Short task:
Identify each line in the source data that contains the word "handbag", and copy those lines.
[start Entries provided]
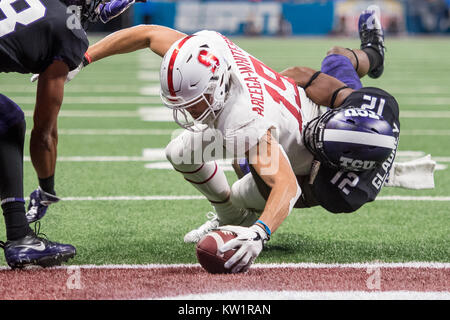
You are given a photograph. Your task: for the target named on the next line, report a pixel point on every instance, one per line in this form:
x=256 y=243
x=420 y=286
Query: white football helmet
x=192 y=71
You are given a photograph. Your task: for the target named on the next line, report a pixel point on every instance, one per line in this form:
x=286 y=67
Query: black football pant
x=11 y=181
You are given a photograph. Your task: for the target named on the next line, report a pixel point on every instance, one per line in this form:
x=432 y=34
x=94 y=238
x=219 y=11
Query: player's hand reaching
x=248 y=243
x=114 y=8
x=39 y=202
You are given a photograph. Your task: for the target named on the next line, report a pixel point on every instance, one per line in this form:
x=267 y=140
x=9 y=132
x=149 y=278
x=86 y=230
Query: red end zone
x=166 y=281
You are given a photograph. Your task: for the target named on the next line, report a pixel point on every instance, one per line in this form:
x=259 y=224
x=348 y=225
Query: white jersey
x=261 y=99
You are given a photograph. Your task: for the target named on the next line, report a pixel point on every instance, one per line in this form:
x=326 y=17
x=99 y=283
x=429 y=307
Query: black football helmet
x=350 y=139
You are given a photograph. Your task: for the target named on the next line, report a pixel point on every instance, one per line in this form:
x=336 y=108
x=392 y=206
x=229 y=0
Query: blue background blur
x=287 y=17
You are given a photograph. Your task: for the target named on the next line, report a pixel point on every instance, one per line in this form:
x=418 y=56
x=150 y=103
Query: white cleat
x=195 y=235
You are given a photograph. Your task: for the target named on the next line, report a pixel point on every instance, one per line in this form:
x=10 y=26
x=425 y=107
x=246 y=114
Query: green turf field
x=101 y=118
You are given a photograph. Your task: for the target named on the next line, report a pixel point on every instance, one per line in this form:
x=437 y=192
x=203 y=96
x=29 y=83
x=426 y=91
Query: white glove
x=249 y=244
x=70 y=75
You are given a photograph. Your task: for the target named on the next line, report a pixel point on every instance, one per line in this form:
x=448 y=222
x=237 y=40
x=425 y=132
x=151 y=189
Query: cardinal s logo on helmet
x=208 y=59
x=194 y=73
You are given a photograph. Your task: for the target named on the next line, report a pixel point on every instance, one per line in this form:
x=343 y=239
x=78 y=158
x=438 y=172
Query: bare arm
x=44 y=136
x=321 y=89
x=157 y=38
x=272 y=165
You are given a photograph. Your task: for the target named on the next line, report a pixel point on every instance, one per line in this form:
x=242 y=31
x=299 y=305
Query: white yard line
x=163 y=113
x=114 y=132
x=305 y=265
x=189 y=197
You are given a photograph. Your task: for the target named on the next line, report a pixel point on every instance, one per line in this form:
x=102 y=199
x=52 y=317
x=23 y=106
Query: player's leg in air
x=342 y=63
x=23 y=247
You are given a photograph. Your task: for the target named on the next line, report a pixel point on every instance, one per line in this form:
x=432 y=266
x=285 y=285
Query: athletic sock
x=48 y=184
x=375 y=59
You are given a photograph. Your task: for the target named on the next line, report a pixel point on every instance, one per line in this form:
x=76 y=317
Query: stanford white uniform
x=260 y=99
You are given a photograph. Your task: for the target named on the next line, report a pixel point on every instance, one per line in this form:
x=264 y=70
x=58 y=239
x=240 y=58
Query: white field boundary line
x=139 y=132
x=364 y=265
x=188 y=197
x=314 y=295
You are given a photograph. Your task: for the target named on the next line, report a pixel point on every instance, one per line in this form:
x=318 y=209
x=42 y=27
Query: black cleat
x=372 y=36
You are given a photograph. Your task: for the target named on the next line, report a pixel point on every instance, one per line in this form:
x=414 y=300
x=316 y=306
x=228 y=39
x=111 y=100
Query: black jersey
x=34 y=33
x=346 y=191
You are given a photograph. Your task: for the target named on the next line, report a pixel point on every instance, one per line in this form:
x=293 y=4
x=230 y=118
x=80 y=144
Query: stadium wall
x=238 y=18
x=275 y=18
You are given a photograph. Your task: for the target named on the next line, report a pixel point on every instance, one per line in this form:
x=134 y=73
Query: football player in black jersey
x=351 y=164
x=44 y=37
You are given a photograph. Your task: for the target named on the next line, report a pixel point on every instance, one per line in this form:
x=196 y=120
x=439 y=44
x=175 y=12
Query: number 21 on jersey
x=12 y=13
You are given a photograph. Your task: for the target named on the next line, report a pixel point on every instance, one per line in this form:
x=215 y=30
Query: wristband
x=86 y=59
x=266 y=228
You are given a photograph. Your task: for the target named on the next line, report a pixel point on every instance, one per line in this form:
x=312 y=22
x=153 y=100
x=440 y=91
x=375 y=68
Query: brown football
x=207 y=254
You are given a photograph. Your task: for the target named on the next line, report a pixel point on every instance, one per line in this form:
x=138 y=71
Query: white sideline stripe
x=363 y=265
x=314 y=295
x=357 y=137
x=187 y=197
x=96 y=100
x=163 y=112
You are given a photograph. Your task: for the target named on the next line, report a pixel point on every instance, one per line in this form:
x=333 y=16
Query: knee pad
x=10 y=114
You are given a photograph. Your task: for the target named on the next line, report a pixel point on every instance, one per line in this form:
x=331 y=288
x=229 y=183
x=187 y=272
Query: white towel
x=415 y=174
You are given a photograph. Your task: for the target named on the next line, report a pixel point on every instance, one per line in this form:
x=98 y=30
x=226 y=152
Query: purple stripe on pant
x=341 y=68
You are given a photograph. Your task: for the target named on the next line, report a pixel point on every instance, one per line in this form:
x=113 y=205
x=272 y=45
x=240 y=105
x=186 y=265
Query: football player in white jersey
x=234 y=105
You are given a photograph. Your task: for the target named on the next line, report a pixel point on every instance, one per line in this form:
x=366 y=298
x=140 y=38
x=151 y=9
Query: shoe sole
x=45 y=262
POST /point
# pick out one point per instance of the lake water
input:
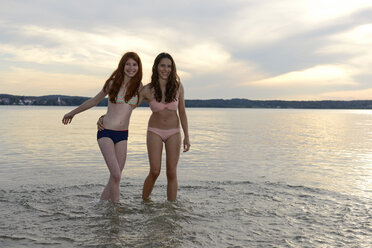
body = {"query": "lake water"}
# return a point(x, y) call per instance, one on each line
point(253, 178)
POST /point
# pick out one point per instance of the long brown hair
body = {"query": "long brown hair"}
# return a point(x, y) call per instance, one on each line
point(173, 83)
point(117, 78)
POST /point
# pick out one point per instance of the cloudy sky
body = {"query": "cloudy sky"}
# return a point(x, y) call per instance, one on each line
point(255, 49)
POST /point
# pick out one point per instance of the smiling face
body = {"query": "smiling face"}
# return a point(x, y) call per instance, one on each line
point(130, 68)
point(164, 68)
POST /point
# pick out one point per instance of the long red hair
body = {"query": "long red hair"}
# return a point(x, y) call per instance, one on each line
point(117, 78)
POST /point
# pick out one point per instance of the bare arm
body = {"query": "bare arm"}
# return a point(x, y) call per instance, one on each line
point(67, 118)
point(183, 119)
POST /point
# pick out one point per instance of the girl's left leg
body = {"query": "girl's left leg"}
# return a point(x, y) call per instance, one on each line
point(172, 148)
point(115, 156)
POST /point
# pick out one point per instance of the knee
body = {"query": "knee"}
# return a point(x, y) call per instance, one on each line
point(171, 175)
point(116, 177)
point(154, 173)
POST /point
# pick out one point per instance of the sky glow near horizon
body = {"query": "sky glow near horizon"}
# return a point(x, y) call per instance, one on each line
point(260, 50)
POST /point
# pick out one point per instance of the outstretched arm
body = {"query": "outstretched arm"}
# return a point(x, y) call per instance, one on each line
point(183, 119)
point(67, 118)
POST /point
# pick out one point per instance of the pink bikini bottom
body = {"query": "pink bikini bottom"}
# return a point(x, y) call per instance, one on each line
point(163, 133)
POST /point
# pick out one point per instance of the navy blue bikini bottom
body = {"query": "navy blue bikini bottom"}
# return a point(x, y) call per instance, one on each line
point(114, 135)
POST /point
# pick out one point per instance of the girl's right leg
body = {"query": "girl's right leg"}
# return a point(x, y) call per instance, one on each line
point(154, 149)
point(112, 189)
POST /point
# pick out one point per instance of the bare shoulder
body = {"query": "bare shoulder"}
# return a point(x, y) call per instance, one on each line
point(181, 90)
point(146, 89)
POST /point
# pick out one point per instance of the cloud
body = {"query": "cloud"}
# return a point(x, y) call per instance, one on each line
point(322, 75)
point(33, 82)
point(222, 48)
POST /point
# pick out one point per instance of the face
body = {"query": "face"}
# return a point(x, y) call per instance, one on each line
point(164, 68)
point(130, 68)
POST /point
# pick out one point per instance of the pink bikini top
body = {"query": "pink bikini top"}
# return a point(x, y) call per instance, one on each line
point(158, 106)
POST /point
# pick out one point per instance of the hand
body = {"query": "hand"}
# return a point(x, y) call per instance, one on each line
point(100, 125)
point(186, 144)
point(67, 118)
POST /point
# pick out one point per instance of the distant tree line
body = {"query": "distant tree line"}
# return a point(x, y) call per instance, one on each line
point(62, 100)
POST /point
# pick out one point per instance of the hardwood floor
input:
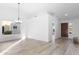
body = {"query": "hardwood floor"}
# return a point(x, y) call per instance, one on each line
point(35, 47)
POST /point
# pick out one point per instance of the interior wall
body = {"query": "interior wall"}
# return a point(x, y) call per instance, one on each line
point(8, 11)
point(75, 28)
point(38, 27)
point(53, 24)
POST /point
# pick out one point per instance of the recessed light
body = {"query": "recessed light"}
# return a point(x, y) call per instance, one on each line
point(66, 14)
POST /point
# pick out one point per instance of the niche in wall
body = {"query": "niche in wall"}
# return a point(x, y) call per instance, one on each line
point(6, 27)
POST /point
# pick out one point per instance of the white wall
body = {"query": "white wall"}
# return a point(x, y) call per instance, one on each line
point(8, 11)
point(56, 34)
point(75, 28)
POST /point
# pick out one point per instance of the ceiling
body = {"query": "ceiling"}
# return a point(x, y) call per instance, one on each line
point(59, 9)
point(28, 10)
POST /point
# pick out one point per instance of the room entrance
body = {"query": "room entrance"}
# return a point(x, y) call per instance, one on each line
point(64, 29)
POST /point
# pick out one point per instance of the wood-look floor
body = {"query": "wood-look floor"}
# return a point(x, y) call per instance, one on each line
point(35, 47)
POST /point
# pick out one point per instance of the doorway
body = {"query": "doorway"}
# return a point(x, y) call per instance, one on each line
point(64, 29)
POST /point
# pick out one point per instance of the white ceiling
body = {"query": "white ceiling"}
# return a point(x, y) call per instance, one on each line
point(28, 10)
point(59, 9)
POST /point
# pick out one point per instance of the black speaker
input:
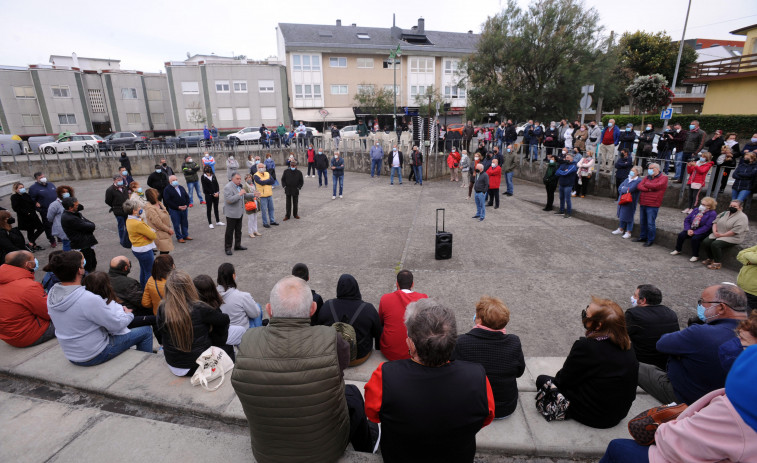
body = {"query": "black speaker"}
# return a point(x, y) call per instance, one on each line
point(443, 244)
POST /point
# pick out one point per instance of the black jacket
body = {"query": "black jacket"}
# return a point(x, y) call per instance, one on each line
point(204, 318)
point(502, 357)
point(115, 198)
point(292, 181)
point(348, 299)
point(645, 326)
point(78, 229)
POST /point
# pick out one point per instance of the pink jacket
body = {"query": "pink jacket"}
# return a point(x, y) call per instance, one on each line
point(709, 430)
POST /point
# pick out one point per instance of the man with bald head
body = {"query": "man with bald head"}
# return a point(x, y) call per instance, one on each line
point(694, 368)
point(23, 303)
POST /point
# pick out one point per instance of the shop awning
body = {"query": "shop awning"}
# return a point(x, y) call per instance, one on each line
point(333, 114)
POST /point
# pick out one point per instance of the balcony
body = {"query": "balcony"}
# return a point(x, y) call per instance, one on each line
point(722, 69)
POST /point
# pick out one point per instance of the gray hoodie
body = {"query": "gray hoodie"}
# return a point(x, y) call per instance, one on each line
point(82, 321)
point(238, 305)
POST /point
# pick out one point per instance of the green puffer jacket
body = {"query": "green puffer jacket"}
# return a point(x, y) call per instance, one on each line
point(288, 380)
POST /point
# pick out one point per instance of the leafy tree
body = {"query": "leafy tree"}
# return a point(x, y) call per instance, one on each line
point(643, 53)
point(533, 62)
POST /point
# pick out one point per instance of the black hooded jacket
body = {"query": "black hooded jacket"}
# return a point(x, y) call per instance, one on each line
point(348, 299)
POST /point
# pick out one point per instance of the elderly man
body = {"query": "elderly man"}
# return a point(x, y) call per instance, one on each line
point(234, 196)
point(694, 368)
point(24, 320)
point(177, 201)
point(430, 408)
point(309, 414)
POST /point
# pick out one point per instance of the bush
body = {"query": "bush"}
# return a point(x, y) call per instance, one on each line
point(744, 126)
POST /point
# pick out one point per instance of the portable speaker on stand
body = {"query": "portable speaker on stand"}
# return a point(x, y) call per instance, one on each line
point(443, 247)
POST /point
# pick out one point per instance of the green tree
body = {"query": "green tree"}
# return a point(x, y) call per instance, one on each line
point(533, 62)
point(643, 53)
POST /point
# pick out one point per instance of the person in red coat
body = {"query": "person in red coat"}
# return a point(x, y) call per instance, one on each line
point(392, 314)
point(652, 189)
point(23, 303)
point(495, 177)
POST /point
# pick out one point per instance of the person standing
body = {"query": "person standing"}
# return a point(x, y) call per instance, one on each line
point(234, 196)
point(652, 189)
point(292, 182)
point(337, 173)
point(212, 190)
point(115, 196)
point(190, 169)
point(177, 202)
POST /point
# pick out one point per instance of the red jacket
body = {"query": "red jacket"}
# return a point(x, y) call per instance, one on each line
point(23, 307)
point(653, 190)
point(495, 176)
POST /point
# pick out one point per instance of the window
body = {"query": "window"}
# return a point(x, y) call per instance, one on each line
point(96, 100)
point(24, 92)
point(338, 62)
point(190, 88)
point(61, 91)
point(339, 90)
point(243, 114)
point(240, 86)
point(225, 114)
point(129, 93)
point(265, 86)
point(31, 119)
point(268, 113)
point(67, 119)
point(365, 63)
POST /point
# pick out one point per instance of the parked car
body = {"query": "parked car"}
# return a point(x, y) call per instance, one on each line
point(74, 142)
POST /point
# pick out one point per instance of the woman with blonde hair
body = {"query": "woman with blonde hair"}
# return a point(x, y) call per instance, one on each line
point(188, 326)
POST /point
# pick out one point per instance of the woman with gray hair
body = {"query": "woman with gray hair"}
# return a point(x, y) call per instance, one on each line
point(431, 408)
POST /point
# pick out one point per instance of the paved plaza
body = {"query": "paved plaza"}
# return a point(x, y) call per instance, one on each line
point(544, 267)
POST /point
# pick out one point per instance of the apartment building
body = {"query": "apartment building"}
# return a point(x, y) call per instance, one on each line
point(327, 65)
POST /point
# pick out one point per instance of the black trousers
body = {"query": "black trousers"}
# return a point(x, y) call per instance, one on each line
point(292, 201)
point(233, 231)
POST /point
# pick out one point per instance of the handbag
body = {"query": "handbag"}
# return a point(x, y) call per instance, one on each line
point(644, 425)
point(214, 363)
point(552, 405)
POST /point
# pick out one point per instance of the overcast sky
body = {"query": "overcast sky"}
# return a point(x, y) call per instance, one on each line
point(144, 34)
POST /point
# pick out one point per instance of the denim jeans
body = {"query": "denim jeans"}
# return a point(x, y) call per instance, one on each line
point(625, 451)
point(376, 164)
point(338, 179)
point(145, 265)
point(266, 209)
point(180, 223)
point(192, 186)
point(509, 182)
point(140, 337)
point(325, 177)
point(480, 204)
point(565, 198)
point(647, 217)
point(399, 174)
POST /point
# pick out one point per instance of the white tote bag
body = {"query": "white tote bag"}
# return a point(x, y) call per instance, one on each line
point(214, 363)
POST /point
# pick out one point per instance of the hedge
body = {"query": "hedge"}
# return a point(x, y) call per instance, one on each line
point(744, 126)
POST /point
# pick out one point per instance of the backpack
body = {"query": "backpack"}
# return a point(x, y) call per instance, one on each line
point(345, 330)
[end Entries provided]
Output of the task:
# pick out one point per instance of the handbag
body = {"query": "handbag"}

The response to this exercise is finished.